━━━━━ RECORDS SUPPLIED
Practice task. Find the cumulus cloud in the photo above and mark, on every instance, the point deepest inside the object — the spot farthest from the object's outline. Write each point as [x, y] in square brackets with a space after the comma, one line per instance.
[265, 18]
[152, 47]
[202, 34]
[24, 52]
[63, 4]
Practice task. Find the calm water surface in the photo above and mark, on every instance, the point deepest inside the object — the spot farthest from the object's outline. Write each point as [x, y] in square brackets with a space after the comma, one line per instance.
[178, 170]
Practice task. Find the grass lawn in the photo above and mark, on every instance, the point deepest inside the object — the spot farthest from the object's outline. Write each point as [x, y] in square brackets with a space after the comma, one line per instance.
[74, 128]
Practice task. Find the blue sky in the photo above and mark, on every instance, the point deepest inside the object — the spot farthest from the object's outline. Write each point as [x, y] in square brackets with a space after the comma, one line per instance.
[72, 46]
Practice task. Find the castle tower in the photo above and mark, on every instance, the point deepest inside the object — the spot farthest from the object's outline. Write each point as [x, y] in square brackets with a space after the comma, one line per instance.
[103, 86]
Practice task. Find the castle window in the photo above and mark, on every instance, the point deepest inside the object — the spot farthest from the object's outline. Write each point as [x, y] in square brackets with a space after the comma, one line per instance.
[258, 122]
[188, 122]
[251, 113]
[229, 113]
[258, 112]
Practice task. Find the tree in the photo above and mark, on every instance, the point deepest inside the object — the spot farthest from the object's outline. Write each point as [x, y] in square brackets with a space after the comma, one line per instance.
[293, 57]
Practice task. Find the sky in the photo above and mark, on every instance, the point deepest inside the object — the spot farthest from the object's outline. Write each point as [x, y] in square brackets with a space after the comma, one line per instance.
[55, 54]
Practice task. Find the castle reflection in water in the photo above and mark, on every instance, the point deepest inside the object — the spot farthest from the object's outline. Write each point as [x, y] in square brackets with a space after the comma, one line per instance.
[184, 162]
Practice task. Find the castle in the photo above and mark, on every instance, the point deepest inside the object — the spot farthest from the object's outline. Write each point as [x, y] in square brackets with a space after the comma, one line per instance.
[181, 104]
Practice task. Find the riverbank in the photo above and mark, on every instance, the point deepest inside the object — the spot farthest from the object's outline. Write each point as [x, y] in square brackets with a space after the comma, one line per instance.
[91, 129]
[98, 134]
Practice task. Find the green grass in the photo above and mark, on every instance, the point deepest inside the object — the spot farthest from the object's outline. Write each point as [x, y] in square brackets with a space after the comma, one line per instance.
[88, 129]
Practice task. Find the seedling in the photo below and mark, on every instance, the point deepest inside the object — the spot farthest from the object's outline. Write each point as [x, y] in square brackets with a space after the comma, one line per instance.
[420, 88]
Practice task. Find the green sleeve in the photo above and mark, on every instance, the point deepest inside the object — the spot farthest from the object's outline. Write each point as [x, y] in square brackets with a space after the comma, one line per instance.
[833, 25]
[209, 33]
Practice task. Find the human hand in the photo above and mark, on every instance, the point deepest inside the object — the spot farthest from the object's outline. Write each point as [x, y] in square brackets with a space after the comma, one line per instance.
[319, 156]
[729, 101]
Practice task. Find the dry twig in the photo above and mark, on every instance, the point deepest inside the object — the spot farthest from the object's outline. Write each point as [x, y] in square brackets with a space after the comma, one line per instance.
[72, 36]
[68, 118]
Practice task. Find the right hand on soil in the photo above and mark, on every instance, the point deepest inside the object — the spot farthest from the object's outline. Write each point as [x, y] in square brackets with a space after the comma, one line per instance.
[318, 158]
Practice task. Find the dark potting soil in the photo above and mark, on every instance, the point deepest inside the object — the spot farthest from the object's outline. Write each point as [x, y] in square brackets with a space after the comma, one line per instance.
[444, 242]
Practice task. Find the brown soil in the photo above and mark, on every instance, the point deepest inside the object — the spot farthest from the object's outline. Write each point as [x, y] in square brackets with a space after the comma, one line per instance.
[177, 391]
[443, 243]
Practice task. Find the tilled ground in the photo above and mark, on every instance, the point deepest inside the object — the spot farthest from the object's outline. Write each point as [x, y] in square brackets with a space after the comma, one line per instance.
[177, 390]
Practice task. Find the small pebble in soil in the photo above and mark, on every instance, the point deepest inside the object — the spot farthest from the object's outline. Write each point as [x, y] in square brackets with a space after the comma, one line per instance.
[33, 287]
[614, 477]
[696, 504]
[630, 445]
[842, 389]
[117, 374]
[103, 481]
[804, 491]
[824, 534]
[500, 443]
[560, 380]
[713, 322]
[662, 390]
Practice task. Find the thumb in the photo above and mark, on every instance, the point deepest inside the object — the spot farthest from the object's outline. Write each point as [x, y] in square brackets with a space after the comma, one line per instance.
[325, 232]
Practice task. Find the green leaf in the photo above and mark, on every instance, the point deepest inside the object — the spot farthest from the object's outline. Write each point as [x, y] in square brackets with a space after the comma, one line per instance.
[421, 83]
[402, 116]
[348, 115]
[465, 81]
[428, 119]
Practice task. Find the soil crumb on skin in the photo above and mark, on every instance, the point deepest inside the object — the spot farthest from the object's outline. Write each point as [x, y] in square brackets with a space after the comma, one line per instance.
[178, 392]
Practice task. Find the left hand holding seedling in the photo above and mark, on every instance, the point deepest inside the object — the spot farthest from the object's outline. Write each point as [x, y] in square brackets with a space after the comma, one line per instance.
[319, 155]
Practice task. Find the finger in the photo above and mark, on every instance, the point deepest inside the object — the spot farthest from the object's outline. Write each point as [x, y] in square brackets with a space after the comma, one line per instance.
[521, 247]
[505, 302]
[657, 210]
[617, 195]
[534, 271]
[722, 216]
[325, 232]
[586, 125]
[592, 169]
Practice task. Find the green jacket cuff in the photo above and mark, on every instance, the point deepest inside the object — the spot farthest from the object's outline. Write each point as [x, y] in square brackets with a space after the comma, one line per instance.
━━━━━━━━━━
• _EXERCISE PROMPT_: Reproduce the entries above in full by retyping them exactly.

• _WRITTEN SOLUTION_:
Practice task. Find the cumulus cloud in the photo above and mark, on every instance, the point deepest inside the object — the spot farthest from the object's outline. Write each point as [x, y] in square brackets with a space after the comma, one line per instance.
[265, 18]
[152, 47]
[202, 34]
[24, 52]
[63, 4]
Practice task. Find the calm water surface in the photo above and mark, on every instance, the point deepest inside the object — the spot farthest from the object's outline. Write each point as [x, y] in square brackets with a space after the comma, one line per instance.
[178, 170]
Practice task. Find the grass lawn in the photo above and mark, on every instance, the point deepest inside the object — the spot farthest from the object's outline. Write each point as [x, y] in square brackets with a space after the comma, one line per instance.
[74, 128]
Practice task. Find the blue sky in the photo above and mark, on every instance, the point deepest inside the object — the spot farthest from the object's outline. Write each point as [x, y] in square brackets with a space after the comma, one line per instance.
[72, 46]
Practice task. Find the castle tower in the photo above and mark, on every instance, the point deepest inside the object — the spot farthest from the object's outline. Write each point as [x, y] in square brackets with a space after the comma, one line per instance.
[103, 86]
Practice task. Find the castle window in the photo above and mark, on every instance, the point deepest inside the object — the spot farthest from the object's outline. Write each point as [x, y] in square brackets with a space after the comma, one line per instance.
[258, 122]
[188, 122]
[251, 113]
[229, 113]
[258, 112]
Practice task. Find the tree in the photo above and mark, on every instance, the point deepest inside the object — the spot farthest from the object's outline. Write each point as [x, y] in square brackets with a space after the comma, one line per instance.
[293, 57]
Practice task. Find the sky in the photo above and mark, on every instance, the point deepest inside the object — the spot farthest from the object's outline. Write each point as [x, y] in square brackets with a space after the comma, one line per instance.
[55, 54]
Practice task. Find the castle reflection in water in the photo above and mark, on every instance, the point deepest inside the object — the spot farthest from the object's outline. Write each point as [x, y] in square brackets with a space after the comma, one line per instance.
[184, 162]
Practice task. Find the castle in the photo above and mark, on every instance, the point deepest inside the object — the spot farthest from the object's outline. Write each point as [x, y] in square brackets with a space after the comma, one line per instance.
[181, 104]
Practice task. Find the riverbank in the photo above and mark, on every instance, the point deepest inside the object — the spot farthest from the object's outline. Write each point as [x, y] in square brackets with a space after the comma, one line per instance.
[91, 129]
[98, 134]
Practice task. Find the green grass in the photo above and mark, on every instance, the point deepest inside the object — the spot farthest from the object's outline. Write each point as [x, y] in square brackets with a space after the comma, one line per instance.
[88, 129]
Practice task. Find the seedling in the photo below and mark, on every instance, the point deepest inside the object — the spot farthest from the object's outline. Write each point as [x, y] in square brackets with a space after the comma, one line per instance.
[420, 88]
Practice task. Find the green sleeve in the photo above and mark, on every instance, the point deepest inside the object — the spot farthest from the object's outline. Write each point as [x, y] in square brackets with a space after the comma, one line per instance.
[833, 25]
[209, 33]
Practice task. Find the human hand in the photo above and mark, on every instance, the point deepest inside the object — the spot farthest from the object's outline. Write each point as [x, y] in square brackets with a space after the comma, one line per instance.
[319, 156]
[729, 101]
Practice task. Find the dry twig in the photo above and mark, on every instance, the point deepest inside the object — the spot farthest from the object's outline. Write each point as [x, y] in square brackets with a space after the comma, one line per instance.
[72, 36]
[68, 118]
Practice task. Find the right hand on soil in the photo above and mark, on every instance, the point deepest inside the object — the spot farthest from the object's outline. Write each point as [x, y] in square brackets with a space after the comma, one line per instance.
[318, 158]
Practice task. Find the dark potting soil in the photo above and mark, on every instance, the point deepest inside the object — the spot farthest from the object's outline. Write each point as [x, y] in square brackets with a space after the comma, one line per instance.
[444, 242]
Practice task. Find the brown soil in the photo above and mark, on every instance, the point deepest inside the object — the spot farthest from the object's outline. Write each point as [x, y] in square brackets with a space after the comma, one line per instance.
[177, 391]
[443, 243]
Practice task. Find the tilled ground in the photo above and mark, on every instance, the point deepest inside the object — the spot farthest from the object's outline. Write each point as [x, y] in square brackets with a space after the comma, one line per instance.
[177, 390]
Practice task. Find the small pebble in soil in the photo above and mark, on every instance, the point deepest inside the object — the spot farthest from the object's outline. Write each point as [x, y] in square brackets with a space after the comma, one line per instance.
[33, 287]
[614, 477]
[696, 504]
[630, 445]
[842, 389]
[117, 374]
[103, 481]
[804, 491]
[824, 534]
[500, 443]
[560, 380]
[713, 322]
[662, 390]
Practice task. Find the thumb in the photo above and mark, on every instance, the point deepest inside the object — the spot farthest from the object's outline. Write each point as [x, y] in square brackets with a space after the comma, one line per instance.
[325, 232]
Practice task. Find the green leaf in the photo above and mark, on every instance, the point deepest inside the object — the spot farthest from the object's outline. Write each point as [x, y] in square brackets with a space after the comma, one line per instance.
[421, 83]
[402, 116]
[348, 115]
[465, 81]
[428, 119]
Practice task. Find the soil crumb on skin in the photo above and mark, on every instance, the point deepest inside the object — the spot farthest from the object's outline. Write each point as [x, y] in square brackets with a space after the comma, one line per instance.
[178, 392]
Practice task. Find the left hand holding seedling in the photo above and mark, on every instance, the point deepest inside the object — the spot farthest from the object's outline. Write each point as [x, y] in square brackets with a space after the comma, one line per instance.
[319, 155]
Practice task. Find the finger in the photo above and mark, on every instance, the point deepest inside the object — the spot farthest from the object's outline. Write each point as [x, y] in square brackets with a space after the comma, one line per instance.
[521, 247]
[505, 302]
[657, 210]
[617, 195]
[534, 271]
[722, 216]
[325, 232]
[586, 125]
[592, 169]
Practice task. Find the green jacket cuff in the photo above and mark, on every instance, the point deepest inside the object — the spot farthest from the object's outline. Write each point as [x, y] in square brackets with a space after the comma, one line per instance.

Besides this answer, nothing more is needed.